▸ **Document section**:

■ ■ ■ ■

WWII story fatigue sank me after I completed Hillenbrand’s phenomenal Unbroken, but like a shark, All the Light We Cannot See by Anthony Doerr kept circling the deep waters of my To-Be-Read list. Then I heard it featured a blind character named Marie-Laure. I had to discover Doerr’s character development of her. Will she be a tool to fit plot twists neatly in place or will she be more than her blindness. We shall see.
I began reading All the Light We Cannot See, falling into the dreamy world of historical fiction. When done well. a reader finishes a novel with a new-found sense of understanding about a place and time for people who in many ways–especially when separated from trends and fashion and other exterior embellishment–are just like us. When not done well, I abandon the book. I finished the book.
It held my attention with suspense. Doerr maintains this by building a calculated structure. Short chapters bounce the reader between character viewpoints. There’s a few chronological leaps which confused me as I listened to the audiobook, but not enough for me to be lost. Doerr expertly pairs the A-B-A-B structure with exquisite description of sympathetic characters folded in the drama of war. It’s easy to understand how this book became a best-seller. Hmmm, will I be writing a film review on this story in the future?

■ ■ ■ ■

▸ **Extracted data**:
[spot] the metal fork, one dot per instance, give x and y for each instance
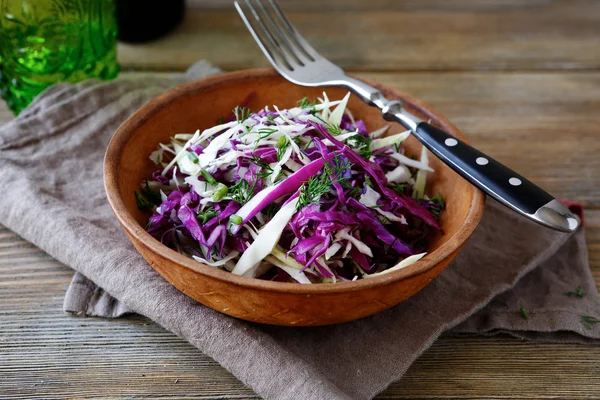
(300, 63)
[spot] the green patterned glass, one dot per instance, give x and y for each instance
(47, 41)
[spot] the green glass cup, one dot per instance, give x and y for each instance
(47, 41)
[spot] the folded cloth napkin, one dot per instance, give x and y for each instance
(51, 176)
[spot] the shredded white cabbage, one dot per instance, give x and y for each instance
(265, 241)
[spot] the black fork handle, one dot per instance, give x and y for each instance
(497, 180)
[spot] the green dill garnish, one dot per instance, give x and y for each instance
(241, 114)
(333, 129)
(142, 202)
(209, 178)
(524, 314)
(308, 144)
(270, 210)
(241, 191)
(305, 103)
(318, 185)
(577, 293)
(236, 219)
(193, 157)
(206, 215)
(220, 193)
(264, 133)
(282, 145)
(588, 321)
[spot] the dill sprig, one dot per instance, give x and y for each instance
(206, 215)
(318, 185)
(282, 145)
(242, 191)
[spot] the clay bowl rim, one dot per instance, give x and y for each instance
(137, 232)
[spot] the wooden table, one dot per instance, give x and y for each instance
(520, 78)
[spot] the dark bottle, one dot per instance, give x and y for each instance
(145, 20)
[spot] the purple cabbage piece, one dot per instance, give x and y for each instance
(379, 177)
(188, 218)
(306, 244)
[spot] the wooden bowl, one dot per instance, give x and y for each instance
(198, 105)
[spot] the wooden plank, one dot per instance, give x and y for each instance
(394, 35)
(542, 124)
(45, 353)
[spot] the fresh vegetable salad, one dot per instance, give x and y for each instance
(303, 195)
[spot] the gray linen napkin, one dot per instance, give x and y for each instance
(51, 179)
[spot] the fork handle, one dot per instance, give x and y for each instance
(497, 180)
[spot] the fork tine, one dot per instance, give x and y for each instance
(282, 36)
(270, 49)
(293, 33)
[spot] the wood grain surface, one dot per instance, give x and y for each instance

■ ■ ■ ■

▸ **Directions for this task**:
Can you reproduce the book review, everything from "It held my attention" down to "in the future?", swapping "audiobook" for "e-book"?

▸ **Completed exercise**:
It held my attention with suspense. Doerr maintains this by building a calculated structure. Short chapters bounce the reader between character viewpoints. There’s a few chronological leaps which confused me as I listened to the e-book, but not enough for me to be lost. Doerr expertly pairs the A-B-A-B structure with exquisite description of sympathetic characters folded in the drama of war. It’s easy to understand how this book became a best-seller. Hmmm, will I be writing a film review on this story in the future?